>> Begin DATASET
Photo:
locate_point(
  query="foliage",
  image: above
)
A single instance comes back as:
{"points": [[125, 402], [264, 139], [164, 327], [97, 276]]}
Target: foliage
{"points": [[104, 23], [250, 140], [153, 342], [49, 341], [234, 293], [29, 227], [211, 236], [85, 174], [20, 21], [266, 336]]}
>> End DATASET
EXERCISE: Return the material above line for line, with no changes.

FULL RESPONSE:
Photo:
locate_point(
  query="foliage",
  image: above
)
A single instance comes back as:
{"points": [[125, 402], [264, 139], [164, 327], [97, 276]]}
Target: foliage
{"points": [[104, 23], [250, 140], [153, 342], [49, 341], [234, 293], [29, 227], [211, 236], [85, 174], [20, 21], [266, 336]]}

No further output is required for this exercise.